» About this task
Each line below is to be copied exactly; images do not go into the copy.

» Entries shown
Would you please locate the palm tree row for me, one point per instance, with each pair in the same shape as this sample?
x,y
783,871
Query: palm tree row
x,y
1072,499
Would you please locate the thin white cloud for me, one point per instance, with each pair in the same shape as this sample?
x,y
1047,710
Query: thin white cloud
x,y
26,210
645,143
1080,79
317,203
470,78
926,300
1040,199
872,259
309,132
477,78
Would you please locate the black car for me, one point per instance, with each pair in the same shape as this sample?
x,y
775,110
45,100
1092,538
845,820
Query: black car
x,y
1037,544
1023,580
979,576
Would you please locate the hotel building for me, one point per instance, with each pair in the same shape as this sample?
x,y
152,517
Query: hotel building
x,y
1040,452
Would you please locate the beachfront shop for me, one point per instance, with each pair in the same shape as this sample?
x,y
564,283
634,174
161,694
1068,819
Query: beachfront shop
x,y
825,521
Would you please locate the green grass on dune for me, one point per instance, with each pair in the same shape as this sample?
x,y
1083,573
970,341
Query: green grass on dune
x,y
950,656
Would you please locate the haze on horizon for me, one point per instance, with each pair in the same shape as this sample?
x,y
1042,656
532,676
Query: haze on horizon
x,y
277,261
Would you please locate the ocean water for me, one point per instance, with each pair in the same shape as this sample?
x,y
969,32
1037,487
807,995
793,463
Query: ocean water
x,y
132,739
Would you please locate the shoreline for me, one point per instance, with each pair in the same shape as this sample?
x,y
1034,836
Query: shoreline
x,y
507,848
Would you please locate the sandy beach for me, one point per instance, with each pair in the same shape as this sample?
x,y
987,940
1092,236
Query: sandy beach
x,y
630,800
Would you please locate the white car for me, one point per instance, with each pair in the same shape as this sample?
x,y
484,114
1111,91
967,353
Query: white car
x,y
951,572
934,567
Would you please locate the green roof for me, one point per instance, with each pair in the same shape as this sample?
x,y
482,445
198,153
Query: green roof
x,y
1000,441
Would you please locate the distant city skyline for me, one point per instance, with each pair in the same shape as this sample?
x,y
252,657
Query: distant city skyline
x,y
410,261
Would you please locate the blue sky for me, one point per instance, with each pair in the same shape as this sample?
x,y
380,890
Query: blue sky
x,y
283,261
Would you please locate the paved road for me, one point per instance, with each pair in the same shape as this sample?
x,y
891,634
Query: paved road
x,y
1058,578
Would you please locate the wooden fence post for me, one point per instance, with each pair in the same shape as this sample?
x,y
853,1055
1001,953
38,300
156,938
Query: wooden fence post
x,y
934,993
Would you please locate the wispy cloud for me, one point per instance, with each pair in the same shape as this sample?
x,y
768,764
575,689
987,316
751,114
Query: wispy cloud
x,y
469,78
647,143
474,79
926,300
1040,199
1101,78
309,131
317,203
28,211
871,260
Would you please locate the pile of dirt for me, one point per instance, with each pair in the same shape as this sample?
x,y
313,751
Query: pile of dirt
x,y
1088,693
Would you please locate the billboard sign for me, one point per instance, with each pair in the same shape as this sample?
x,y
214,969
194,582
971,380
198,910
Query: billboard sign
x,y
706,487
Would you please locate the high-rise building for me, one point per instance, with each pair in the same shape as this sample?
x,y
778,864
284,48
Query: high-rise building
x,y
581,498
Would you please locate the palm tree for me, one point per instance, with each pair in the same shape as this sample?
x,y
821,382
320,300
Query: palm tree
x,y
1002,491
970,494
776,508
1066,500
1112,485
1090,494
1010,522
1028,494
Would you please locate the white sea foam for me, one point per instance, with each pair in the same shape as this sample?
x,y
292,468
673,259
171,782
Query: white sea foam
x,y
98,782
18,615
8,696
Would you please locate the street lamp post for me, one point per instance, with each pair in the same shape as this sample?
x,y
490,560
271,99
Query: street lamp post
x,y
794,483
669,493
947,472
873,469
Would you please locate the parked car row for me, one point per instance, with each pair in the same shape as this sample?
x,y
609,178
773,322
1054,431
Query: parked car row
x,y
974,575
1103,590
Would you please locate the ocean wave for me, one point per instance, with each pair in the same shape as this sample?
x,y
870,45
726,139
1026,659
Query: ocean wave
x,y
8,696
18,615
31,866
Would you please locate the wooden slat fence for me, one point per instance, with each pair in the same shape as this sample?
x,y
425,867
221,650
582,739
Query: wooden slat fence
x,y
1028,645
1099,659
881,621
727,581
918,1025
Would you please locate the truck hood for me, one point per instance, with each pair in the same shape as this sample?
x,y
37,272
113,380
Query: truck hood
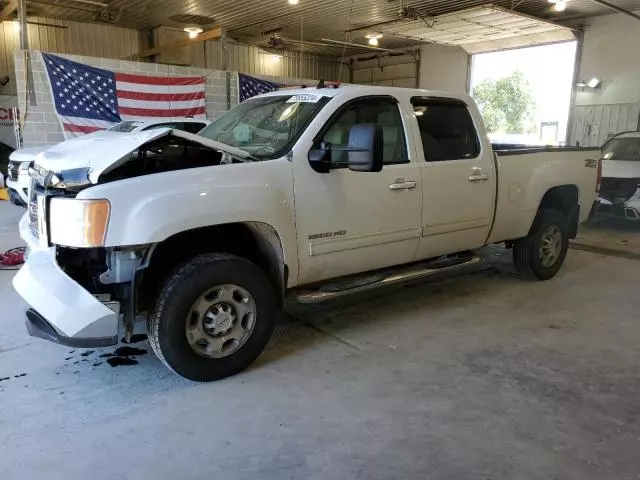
x,y
100,153
620,169
27,154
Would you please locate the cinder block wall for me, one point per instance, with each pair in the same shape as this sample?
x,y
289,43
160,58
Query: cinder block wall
x,y
41,125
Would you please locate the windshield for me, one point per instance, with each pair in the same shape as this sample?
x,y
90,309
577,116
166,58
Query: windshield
x,y
622,148
125,127
266,127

» Answer below
Would you please locate the palm tree row for me, one point per instance, with each pair in the same shape as this sample?
x,y
783,871
Query: palm tree row
x,y
1072,499
Would you please locate the thin white cloud for me, one point per instance, with each pair in the same shape as this sample?
x,y
1047,710
Query: thin white cloud
x,y
26,210
645,143
1080,79
317,203
470,78
926,300
1040,199
872,259
309,132
477,78
Would you please locate the black car for me, one point per instance, with each pair in the same shape as this sample?
x,y
775,110
45,100
1092,538
845,820
Query: black car
x,y
1037,544
1023,580
979,576
Would you please locate the hotel building for me, one point per instance, with each pair in the same shape as this sample?
x,y
152,517
Query: hotel building
x,y
1040,452
Would you please locate the beachfront shop for me, one point per instance, with each pair in the same shape as this sample?
x,y
564,283
634,174
161,694
1068,819
Query: beachfront shop
x,y
825,521
Would you please locate the green grass on dune for me, one point per instance, with each pair in the same shape as this sample?
x,y
1083,573
970,341
Query: green grass on dune
x,y
950,656
Would you please locate the haze on horizon for me, one point per instance, with each pair in the same shape as this sample?
x,y
1042,656
532,676
Query: haze on horizon
x,y
277,261
Would you please locate the ocean water for me, one point per instance, with each pair in the same shape as this sample?
x,y
969,32
1037,487
807,995
793,463
Query: ocean water
x,y
132,739
Would you please locate the shoreline for me, one point per instance, with each pair in the same shape as this sample?
x,y
1034,836
Query: shoreline
x,y
507,848
Would you please locate the sandy beach for me, one point per instance, with each pair in the same shape as this sample?
x,y
987,940
1092,236
Query: sandy beach
x,y
630,800
Would you please locate the white car for me, one point per instance, with each pair in the same shape as this sample?
x,y
484,114
1111,91
967,353
Query: white car
x,y
951,572
934,567
Would you please locate the green roof for me, one point per instance, with each pair in the same shape as this sample?
x,y
482,445
198,153
Query: green roof
x,y
1000,441
Would you please locate the distant city skyline for me, one point per instance, with each pair in the same shape as this sample?
x,y
252,657
Query: distant city skyline
x,y
410,261
Would you please locate the blue sky for me, one point per instance, with each pair in the same shape as this sample?
x,y
380,890
Query: blue sky
x,y
283,261
Would you please locate the paved road for me, one point per instance, with each pair in the same shape as this sample?
x,y
891,634
Query: paved road
x,y
1058,578
Would you please locate the wooden fence post for me, one point per instance, with each pair in the same shape as this sample?
x,y
853,1055
1001,953
38,300
156,938
Query: wooden fence post
x,y
934,993
Would you please locate the wispy cloud for me, one point per instance, with each pair in the same shape as this sample?
x,y
768,764
575,689
987,316
751,114
Query: wispy cloud
x,y
469,78
647,143
474,79
926,300
1040,199
1101,78
309,131
317,203
28,211
871,260
Would you please locate the pile of dirt for me, one point per instance, with each pair in the same shape as this sample?
x,y
313,751
Query: pile of dirt
x,y
1088,693
Would you please locate the billboard sign for me, one point per instance, with each pair in the same shape as this sample?
x,y
214,969
194,582
971,380
198,910
Query: billboard sign
x,y
706,487
Would you please locate the high-rise building for me, one point per instance, with each pair in the same shape as this sample?
x,y
778,864
284,48
Query: high-rise building
x,y
581,498
Would you please locate the palm tree for me, one point per instance, with each pair in the same shape as this sample?
x,y
821,382
320,300
Query: palm tree
x,y
1002,491
970,494
776,508
1066,500
1112,485
1090,494
1010,522
1028,494
Would you please locate the white sea foam for me, one point per instance, with each pair in the same shape as this sample?
x,y
292,468
673,259
171,782
Query: white sea foam
x,y
98,782
18,615
8,696
Would you please locate the street lamp post for me, one point per instance, with each pair in the same shape as this sample?
x,y
490,560
271,99
Query: street lamp post
x,y
794,483
669,493
947,472
873,469
Would you please locate the parked car row for me, one point per instance, with each pair in the same shape as this sample?
x,y
609,178
773,322
1054,431
Query: parked car row
x,y
974,575
1103,590
Would you please locate the ocean wave for me, one point per instance, with each pair in the same shape as this sample?
x,y
870,45
726,139
1026,659
Query: ocean wave
x,y
8,696
18,615
31,866
Would you please locate the wooden slat fence for me, one point per instance, with each pair in the same shape as this sample?
x,y
425,867
221,650
582,739
Query: wooden slat fence
x,y
1028,645
1099,659
881,621
727,581
918,1025
Would you please locate the truck hood for me, one point per instance, with each pair in the same shape as this sample?
x,y
37,272
113,380
Query: truck hood
x,y
100,153
620,169
27,154
Would you please locate the cinder block wall for me, one point per instance, with each pair in the same shape as this sample?
x,y
289,43
160,58
Query: cinder block wall
x,y
41,125
Would you please locate the windshield for me, one point per instance, with each pair in the same shape as this sample?
x,y
90,309
577,116
166,58
Query: windshield
x,y
622,148
125,127
266,127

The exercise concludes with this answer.